• _Direction_
Count the lines in the records below that contain the string "white", with case counting, and reply with that number alone.

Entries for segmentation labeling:
..........

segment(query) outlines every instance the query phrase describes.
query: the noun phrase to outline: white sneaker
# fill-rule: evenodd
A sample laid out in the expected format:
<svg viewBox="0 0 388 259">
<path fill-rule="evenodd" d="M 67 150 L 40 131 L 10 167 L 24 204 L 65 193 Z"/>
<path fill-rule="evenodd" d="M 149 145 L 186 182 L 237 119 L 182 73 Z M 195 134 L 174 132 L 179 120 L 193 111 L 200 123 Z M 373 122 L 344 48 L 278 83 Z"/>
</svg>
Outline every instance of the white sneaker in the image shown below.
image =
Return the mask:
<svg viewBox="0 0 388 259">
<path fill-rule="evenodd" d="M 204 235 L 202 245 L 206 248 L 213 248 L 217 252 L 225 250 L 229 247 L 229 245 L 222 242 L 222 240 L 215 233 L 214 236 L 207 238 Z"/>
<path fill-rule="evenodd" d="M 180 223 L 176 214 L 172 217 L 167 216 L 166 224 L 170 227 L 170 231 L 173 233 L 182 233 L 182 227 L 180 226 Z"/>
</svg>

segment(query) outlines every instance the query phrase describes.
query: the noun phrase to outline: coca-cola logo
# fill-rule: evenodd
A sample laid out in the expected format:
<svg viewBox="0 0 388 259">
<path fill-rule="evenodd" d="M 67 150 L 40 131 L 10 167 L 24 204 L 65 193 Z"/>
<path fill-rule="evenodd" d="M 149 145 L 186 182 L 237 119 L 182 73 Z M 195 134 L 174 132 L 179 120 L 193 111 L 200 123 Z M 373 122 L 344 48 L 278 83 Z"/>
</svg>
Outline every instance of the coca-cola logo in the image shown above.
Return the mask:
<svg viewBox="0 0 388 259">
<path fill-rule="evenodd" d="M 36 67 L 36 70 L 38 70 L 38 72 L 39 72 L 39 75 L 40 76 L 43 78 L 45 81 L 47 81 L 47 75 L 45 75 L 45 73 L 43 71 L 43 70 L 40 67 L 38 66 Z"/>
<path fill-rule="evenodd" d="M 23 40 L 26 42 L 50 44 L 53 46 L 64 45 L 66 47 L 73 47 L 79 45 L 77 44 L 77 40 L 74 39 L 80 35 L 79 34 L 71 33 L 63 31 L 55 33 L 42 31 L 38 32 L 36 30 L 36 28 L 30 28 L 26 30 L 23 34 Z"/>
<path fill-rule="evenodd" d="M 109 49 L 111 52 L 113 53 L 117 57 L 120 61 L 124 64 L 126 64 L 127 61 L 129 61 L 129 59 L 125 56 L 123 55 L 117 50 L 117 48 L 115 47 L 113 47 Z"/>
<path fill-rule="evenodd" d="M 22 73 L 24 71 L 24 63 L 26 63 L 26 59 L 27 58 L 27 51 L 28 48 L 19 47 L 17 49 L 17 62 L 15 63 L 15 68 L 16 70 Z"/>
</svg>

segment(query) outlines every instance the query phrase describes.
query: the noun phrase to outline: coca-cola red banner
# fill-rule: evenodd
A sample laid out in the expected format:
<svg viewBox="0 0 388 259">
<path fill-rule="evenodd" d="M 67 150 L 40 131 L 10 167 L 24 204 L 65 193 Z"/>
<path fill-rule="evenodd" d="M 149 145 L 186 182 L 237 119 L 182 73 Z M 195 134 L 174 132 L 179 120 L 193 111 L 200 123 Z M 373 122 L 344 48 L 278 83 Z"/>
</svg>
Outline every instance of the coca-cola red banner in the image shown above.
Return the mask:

..........

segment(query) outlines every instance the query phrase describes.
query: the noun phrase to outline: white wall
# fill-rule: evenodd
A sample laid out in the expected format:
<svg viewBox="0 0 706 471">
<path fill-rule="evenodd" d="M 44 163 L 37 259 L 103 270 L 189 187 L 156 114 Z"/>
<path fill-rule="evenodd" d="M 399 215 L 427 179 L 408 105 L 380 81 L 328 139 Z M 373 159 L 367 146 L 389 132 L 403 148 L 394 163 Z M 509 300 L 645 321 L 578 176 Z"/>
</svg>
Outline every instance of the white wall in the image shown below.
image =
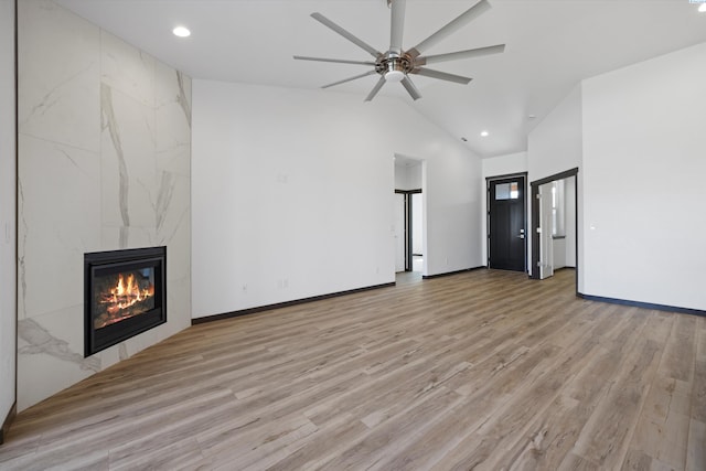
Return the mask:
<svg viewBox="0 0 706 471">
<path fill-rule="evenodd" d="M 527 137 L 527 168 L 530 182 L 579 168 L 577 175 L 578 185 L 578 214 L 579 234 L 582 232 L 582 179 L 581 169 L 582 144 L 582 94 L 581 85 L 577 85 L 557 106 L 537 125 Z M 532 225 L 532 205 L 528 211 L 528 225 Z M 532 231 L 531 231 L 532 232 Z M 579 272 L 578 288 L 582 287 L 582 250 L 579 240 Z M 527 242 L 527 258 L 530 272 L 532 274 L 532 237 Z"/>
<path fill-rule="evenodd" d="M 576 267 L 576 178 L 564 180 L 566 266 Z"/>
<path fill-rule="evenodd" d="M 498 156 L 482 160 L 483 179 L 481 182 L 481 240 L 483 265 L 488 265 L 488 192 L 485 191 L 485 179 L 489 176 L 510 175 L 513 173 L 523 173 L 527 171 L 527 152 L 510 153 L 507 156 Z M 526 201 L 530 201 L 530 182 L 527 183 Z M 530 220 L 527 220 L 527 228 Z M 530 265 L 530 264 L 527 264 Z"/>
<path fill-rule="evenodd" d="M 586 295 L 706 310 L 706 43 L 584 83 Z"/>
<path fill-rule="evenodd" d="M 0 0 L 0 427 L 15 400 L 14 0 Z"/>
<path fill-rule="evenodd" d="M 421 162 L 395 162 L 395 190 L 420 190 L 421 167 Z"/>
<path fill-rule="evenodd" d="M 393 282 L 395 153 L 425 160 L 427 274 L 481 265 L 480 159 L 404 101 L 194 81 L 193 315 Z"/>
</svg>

..........

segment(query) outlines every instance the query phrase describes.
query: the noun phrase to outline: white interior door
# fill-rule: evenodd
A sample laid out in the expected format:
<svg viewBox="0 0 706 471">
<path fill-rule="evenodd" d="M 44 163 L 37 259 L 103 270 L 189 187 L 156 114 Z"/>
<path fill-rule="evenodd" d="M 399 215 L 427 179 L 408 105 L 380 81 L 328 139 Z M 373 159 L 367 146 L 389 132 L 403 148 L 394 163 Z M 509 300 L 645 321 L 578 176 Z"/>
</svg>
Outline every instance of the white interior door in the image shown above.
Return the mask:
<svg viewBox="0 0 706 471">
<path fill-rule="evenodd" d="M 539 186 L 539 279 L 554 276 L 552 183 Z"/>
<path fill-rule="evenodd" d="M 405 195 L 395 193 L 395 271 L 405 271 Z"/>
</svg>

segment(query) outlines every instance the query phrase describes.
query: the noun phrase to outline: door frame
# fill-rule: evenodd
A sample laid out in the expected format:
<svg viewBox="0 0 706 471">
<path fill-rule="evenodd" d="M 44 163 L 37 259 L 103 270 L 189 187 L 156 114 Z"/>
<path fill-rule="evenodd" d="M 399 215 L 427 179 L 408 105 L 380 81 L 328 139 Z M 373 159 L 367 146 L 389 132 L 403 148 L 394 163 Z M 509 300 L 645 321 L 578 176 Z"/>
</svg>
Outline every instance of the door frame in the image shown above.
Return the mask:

..........

• _Result below_
6